TEKSTGEDEELTE:
──────────────────────────────
De rechtbank acht de tekortkoming in dit geval wel van voldoende gewicht om gehele ontbinding te rechtvaardigen. [eiseres in conventie, verweerster in reconventie] heeft een nieuwe auto gekocht met een waarde van ongeveer € 50.000,00 exclusief btw. Het alarm gaat zonder kenbare aanleiding en op willekeurige momenten, waaronder ‘s nachts, af. Daardoor heeft niet slechts (de bestuurder van) [eiseres in conventie, verweerster in reconventie] last van het gebrek, maar ook omwonenden. Ook is sprake van een structureel gebrek en niet van een eenmalige, toevallige gebeurtenis. Dat [eiseres in conventie, verweerster in reconventie] de auto heeft gebruikt, maakt niet dat daardoor de tekortkoming van onvoldoende gewicht zou zijn om ontbinding te rechtvaardigen. [eiseres in conventie, verweerster in reconventie] heeft onbetwist gesteld dat hij geen andere auto had en dat de auto nodig was om bedrijfsactiviteiten te ontplooien. Uit het gebruik van de auto door [eiseres in conventie, verweerster in reconventie] kan dus geen conclusie worden getrokken over het gewicht van de tekortkoming. Tot slot acht de rechtbank van belang dat artikel 7:10 lid 3 BW uitdrukkelijk bepaalt dat een gekochte zaak voor risico van de verkoper blijft als de koper op goede gronden het recht op ontbinding van de koop inroept. Lid 4 voegt daaraan toe dat achteruitgang van de zaak in een dergelijk geval eveneens voor rekening van de verkoper is. Blijkens de parlementaire geschiedenis heeft de wetgever hierbij gedacht aan waardevermindering van zaken, waarbij irrelevant is of die vermindering voor of na de ontbindingsverklaring is ontstaan. [3] Eventuele schade voor [gedaagde in conventie, eiseres in reconventie] is derhalve onvoldoende reden om tot de conclusie te komen dat de tekortkoming in dit geval gehele ontbinding niet rechtvaardigt.
──────────────────────────────
OPGESLAGEN RECORDS:
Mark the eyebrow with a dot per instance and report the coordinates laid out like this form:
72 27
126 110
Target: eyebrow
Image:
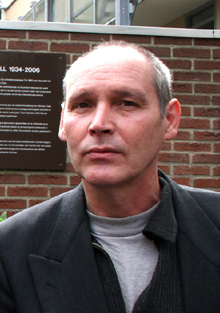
79 95
135 94
120 93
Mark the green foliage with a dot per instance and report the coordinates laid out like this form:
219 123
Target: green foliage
3 217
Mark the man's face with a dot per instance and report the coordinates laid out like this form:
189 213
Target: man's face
111 120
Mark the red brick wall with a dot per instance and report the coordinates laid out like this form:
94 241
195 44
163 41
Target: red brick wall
192 158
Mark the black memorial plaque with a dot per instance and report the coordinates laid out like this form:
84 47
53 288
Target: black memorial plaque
30 98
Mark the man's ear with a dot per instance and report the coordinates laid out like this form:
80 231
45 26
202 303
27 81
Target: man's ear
172 119
61 133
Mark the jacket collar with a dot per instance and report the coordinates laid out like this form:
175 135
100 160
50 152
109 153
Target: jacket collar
67 278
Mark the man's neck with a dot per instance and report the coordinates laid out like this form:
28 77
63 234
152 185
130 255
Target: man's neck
122 200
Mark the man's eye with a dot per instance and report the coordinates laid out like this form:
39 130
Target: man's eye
81 105
128 103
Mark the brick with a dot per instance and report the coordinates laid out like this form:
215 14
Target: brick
182 87
192 146
12 204
3 44
174 157
182 180
192 76
165 168
191 53
57 191
216 171
216 100
12 179
216 124
183 135
191 170
172 41
194 123
206 183
27 191
208 112
207 65
48 35
89 37
69 47
206 158
194 99
207 88
177 63
2 191
69 168
185 111
206 136
47 179
207 42
216 54
166 146
216 77
75 180
35 202
9 33
159 51
216 147
132 38
28 45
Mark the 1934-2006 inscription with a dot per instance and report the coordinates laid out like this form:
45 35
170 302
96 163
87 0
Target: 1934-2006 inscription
30 98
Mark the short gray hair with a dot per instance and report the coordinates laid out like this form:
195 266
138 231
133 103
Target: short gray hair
162 80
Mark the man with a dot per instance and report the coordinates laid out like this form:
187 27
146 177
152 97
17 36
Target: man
127 239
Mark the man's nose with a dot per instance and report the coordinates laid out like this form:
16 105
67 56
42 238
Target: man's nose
102 120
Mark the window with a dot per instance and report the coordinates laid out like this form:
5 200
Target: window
203 17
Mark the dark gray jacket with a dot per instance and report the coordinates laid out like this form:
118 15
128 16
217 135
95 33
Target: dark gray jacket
47 262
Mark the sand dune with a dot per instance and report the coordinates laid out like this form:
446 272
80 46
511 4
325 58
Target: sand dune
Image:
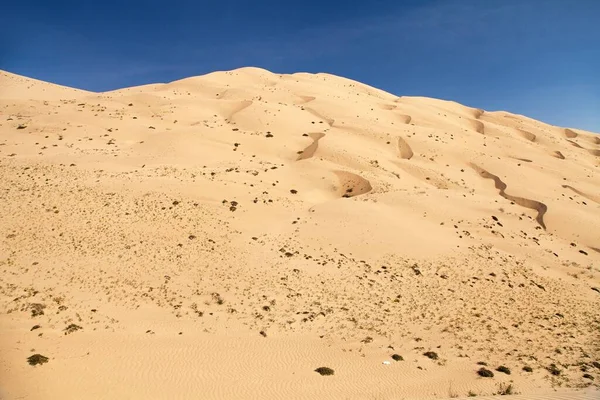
224 236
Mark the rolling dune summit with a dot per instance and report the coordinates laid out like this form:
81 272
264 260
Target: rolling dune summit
245 234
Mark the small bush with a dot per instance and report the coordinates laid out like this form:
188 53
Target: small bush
504 369
37 359
506 390
324 371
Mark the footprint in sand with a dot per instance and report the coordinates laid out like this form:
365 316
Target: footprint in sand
352 185
405 150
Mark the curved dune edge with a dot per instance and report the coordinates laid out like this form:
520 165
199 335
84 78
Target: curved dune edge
527 135
317 114
405 150
405 118
352 185
592 139
309 151
595 199
593 152
540 207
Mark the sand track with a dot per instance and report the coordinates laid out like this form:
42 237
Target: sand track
540 207
425 175
405 150
306 99
352 185
237 108
309 151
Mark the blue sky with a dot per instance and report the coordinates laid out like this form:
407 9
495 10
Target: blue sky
540 58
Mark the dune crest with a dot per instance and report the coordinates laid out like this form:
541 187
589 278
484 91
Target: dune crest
241 233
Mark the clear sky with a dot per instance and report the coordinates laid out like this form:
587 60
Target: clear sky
540 58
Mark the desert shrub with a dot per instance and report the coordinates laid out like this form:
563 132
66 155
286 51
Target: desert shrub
324 371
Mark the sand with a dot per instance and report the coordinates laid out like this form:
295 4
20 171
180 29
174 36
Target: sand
222 236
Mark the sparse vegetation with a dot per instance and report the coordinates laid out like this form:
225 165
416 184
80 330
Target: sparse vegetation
505 389
72 328
36 309
553 369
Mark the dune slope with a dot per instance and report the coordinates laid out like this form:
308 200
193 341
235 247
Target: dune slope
223 236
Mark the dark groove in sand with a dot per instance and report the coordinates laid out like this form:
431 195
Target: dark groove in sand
595 199
405 150
540 207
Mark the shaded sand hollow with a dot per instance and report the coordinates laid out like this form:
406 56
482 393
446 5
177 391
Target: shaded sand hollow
223 236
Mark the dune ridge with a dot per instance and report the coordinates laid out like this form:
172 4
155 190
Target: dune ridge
226 235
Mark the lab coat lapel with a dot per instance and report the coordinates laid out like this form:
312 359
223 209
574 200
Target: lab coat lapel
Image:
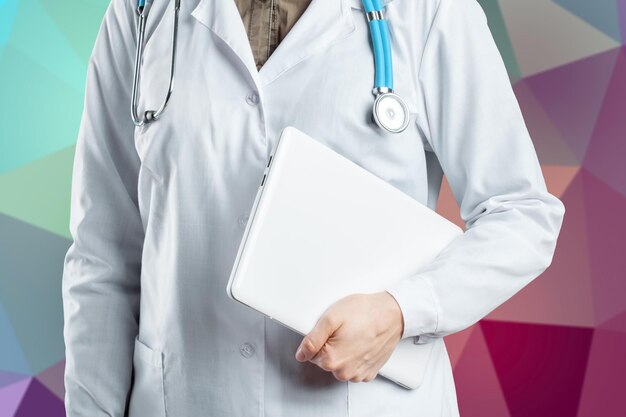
223 18
322 23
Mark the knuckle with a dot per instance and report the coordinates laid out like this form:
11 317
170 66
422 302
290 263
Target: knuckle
329 320
342 375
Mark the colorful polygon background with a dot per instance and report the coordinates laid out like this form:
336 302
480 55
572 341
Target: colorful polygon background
558 348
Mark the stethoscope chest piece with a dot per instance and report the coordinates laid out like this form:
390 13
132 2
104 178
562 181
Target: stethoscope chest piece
390 112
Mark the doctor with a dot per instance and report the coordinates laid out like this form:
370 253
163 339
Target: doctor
158 210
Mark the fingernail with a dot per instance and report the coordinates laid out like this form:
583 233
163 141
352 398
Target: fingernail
299 354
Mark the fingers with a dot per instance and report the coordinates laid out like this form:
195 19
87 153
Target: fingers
315 340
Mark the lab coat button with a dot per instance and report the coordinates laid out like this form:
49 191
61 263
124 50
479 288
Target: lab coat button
252 98
247 349
243 220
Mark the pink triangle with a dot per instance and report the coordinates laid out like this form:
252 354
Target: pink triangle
606 234
605 379
11 396
572 95
456 342
605 156
616 324
558 178
562 294
478 390
540 368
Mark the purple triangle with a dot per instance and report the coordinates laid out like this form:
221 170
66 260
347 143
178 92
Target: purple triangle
572 95
606 239
11 396
39 401
606 154
8 378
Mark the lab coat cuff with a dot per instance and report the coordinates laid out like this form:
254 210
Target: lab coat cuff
418 304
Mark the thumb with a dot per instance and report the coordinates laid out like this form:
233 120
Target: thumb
313 342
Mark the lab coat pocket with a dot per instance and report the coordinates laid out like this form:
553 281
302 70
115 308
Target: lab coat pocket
147 396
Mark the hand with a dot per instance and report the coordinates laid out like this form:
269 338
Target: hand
355 336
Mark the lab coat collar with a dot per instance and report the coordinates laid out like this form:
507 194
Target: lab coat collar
358 4
322 23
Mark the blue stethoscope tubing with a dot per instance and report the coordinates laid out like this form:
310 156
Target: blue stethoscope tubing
389 112
382 46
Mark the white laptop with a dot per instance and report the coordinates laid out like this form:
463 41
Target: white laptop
322 227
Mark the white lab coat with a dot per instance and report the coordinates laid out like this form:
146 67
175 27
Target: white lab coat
158 211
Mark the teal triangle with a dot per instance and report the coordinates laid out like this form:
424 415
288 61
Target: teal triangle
39 193
8 8
12 358
79 22
39 113
601 14
501 37
36 35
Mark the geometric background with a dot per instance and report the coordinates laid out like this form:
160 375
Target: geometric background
557 348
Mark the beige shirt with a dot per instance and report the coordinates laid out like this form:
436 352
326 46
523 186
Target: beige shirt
267 23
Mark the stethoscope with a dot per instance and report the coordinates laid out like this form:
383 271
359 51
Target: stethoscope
389 111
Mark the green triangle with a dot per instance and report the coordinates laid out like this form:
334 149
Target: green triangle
79 22
39 113
39 193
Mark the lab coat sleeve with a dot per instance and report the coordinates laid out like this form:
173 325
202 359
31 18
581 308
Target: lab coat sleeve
100 284
473 122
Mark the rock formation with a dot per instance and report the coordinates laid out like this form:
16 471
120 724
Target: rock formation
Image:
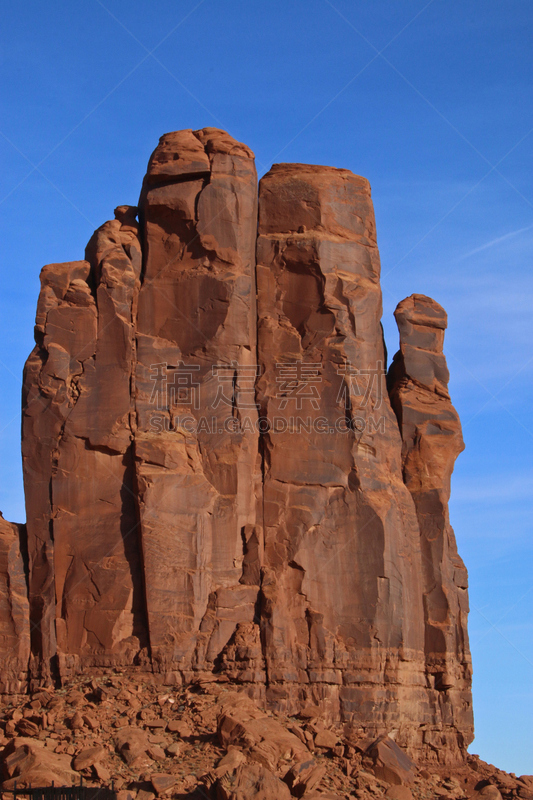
14 609
218 485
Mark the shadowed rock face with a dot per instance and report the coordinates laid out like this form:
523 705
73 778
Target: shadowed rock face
218 486
14 609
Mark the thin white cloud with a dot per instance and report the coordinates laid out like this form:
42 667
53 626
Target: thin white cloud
494 242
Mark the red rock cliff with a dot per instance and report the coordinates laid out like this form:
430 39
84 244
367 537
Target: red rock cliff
218 486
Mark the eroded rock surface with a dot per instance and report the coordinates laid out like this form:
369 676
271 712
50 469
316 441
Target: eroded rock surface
14 609
218 486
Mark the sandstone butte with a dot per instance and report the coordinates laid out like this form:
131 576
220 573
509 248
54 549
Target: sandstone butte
223 484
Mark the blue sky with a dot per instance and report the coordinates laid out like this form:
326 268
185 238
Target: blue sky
431 101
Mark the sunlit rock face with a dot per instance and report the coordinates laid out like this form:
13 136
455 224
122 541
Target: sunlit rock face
219 484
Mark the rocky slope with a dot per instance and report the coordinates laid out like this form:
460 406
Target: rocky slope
208 742
221 484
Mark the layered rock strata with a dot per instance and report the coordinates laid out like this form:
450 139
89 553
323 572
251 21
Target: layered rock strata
431 441
218 487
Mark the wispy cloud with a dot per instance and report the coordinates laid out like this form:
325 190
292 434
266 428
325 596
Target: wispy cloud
494 242
493 489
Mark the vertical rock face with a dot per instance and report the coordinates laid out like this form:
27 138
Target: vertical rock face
86 586
196 443
432 440
14 610
217 483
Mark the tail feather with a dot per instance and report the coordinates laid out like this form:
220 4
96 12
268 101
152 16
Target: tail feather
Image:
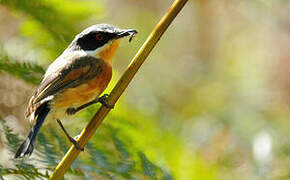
27 146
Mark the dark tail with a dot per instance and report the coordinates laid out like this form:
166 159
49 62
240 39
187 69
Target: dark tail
27 146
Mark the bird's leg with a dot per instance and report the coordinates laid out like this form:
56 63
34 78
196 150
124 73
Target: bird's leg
72 140
102 100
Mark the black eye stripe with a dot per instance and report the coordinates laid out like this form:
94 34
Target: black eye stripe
90 42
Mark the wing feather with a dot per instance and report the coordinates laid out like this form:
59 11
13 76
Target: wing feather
75 73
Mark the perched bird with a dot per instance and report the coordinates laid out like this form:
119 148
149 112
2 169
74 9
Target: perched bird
74 80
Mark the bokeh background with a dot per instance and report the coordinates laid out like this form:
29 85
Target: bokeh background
211 102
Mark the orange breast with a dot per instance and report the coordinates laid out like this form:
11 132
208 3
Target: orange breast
74 97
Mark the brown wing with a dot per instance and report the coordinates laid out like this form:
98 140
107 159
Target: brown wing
74 74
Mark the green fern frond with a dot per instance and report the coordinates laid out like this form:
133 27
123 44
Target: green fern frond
29 72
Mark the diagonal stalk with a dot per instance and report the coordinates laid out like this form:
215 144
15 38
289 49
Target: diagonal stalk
121 85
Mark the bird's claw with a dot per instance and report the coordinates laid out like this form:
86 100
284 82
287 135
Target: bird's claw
71 111
103 101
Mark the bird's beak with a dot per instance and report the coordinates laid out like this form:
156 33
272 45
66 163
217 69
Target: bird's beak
126 32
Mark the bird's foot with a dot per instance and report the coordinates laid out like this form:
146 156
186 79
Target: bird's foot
103 101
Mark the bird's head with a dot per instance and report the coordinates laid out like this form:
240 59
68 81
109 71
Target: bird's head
101 40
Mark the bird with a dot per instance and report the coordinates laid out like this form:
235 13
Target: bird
75 80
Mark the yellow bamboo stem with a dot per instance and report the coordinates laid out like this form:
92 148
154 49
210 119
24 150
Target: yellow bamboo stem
121 85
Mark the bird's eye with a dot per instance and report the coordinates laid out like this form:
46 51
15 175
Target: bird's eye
99 37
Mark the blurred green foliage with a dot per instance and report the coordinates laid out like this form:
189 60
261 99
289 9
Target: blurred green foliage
211 102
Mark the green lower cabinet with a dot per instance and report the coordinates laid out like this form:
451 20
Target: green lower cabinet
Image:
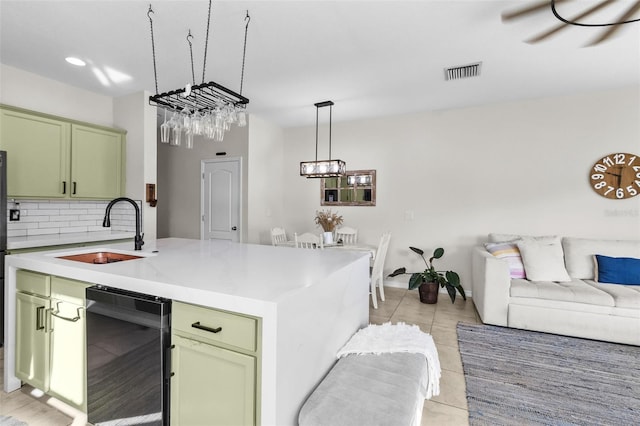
211 385
32 340
51 335
215 373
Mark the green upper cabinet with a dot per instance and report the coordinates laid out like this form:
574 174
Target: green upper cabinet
51 157
96 163
37 154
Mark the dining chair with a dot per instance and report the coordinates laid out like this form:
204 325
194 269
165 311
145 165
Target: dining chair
308 241
347 235
376 279
278 236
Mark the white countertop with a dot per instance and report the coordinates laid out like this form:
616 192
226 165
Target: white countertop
310 301
238 277
15 243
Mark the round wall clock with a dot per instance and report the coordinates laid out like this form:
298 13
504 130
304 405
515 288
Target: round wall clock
616 176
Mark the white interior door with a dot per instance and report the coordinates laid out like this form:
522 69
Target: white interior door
221 199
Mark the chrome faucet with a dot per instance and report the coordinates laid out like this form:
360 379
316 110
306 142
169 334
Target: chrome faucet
107 221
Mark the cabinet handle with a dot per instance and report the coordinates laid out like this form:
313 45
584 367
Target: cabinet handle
205 328
57 311
40 318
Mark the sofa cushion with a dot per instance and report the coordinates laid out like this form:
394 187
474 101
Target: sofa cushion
576 291
510 253
503 238
579 252
623 296
617 270
543 259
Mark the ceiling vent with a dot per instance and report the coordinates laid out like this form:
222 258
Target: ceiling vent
463 71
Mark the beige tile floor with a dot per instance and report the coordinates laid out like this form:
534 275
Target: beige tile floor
448 408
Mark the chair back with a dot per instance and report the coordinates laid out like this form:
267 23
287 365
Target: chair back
347 235
308 241
278 236
381 254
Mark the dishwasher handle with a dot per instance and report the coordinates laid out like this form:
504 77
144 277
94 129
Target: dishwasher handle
205 328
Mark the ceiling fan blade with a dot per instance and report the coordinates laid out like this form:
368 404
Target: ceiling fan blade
535 7
576 18
613 28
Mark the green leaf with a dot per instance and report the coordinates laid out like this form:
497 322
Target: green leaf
416 250
453 278
415 281
452 293
398 271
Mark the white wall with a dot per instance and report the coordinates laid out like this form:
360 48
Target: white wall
265 173
30 91
134 113
448 178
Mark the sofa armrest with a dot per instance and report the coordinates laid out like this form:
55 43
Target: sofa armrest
490 286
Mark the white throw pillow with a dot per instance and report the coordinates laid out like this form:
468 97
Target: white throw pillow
543 259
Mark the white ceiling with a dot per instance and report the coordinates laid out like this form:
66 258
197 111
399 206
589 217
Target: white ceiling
372 58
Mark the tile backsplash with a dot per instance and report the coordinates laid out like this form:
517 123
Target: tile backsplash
41 217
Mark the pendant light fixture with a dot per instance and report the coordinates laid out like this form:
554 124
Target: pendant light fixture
323 168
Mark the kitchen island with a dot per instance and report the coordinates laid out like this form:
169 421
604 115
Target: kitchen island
309 302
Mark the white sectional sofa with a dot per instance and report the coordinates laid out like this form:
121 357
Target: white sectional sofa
549 301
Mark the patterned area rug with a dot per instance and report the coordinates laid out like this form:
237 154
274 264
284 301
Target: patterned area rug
517 377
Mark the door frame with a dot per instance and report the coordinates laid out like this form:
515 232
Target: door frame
203 164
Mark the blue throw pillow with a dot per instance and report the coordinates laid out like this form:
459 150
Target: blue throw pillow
618 270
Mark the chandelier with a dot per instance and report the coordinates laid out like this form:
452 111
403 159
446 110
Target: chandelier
206 109
323 168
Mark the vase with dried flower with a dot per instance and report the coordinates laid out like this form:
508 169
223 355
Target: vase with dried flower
328 221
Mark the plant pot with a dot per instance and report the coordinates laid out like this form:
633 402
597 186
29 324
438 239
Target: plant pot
328 237
429 292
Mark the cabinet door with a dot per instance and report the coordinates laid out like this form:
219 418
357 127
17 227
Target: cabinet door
211 385
37 155
96 163
67 377
32 340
──────────────────────────────
UIT TE VOEREN:
(1) Herhaal letterlijk een deel van de records: begin bij de regel in de records met "Mark the plant" en stop na de laatste regel van de records.
(2) Pak het fragment over de ontbinding van de autokoop op na de laatste zin en schrijf het verder.
Het fragment over de ontbinding van de autokoop en de records zijn los van elkaar staand materiaal.

ANTWOORDEN PER TAAK:
(1)
Mark the plant pot with a dot per instance and report the coordinates laid out like this form:
633 402
597 186
29 324
438 239
Target: plant pot
328 237
429 292
Mark the cabinet door with a dot per instance and report the coordinates laid out like this form:
219 418
357 127
17 227
Target: cabinet door
211 385
37 155
96 163
67 377
32 340

(2)
4.4.9.
Het voorgaande betekent dat de koopovereenkomst van 29 mei 2018 rechtsgeldig is ontbonden op 6 april 2020.
4.5.
Wat zijn de gevolgen van de ontbinding?
4.5.1.
De ontbinding van de koopovereenkomst heeft op grond van artikel 6:271 BW tot gevolg dat op partijen een verbintenis is komen te rusten tot ongedaanmaking van de door hen ontvangen prestaties. Dit betekent dat [eiseres in conventie, verweerster in reconventie] de auto aan [gedaagde in conventie, eiseres in reconventie] moet afgeven en dat zij moet meewerken aan de wijziging van de tenaamstelling van de auto. Daar staat tegenover dat [gedaagde in conventie, eiseres in reconventie] het door haar ontvangen aankoopbedrag aan [eiseres in conventie, verweerster in reconventie] moet terugbetalen. Aangezien [eiseres in conventie, verweerster in reconventie] de koopovereenkomst geheel heeft ontbonden, rust op [gedaagde in conventie, eiseres in reconventie] ook de verplichting om de door [eiseres in conventie, verweerster in reconventie] ingeruilde oude auto terug te geven aan [eiseres in conventie, verweerster in reconventie] .
4.5.2.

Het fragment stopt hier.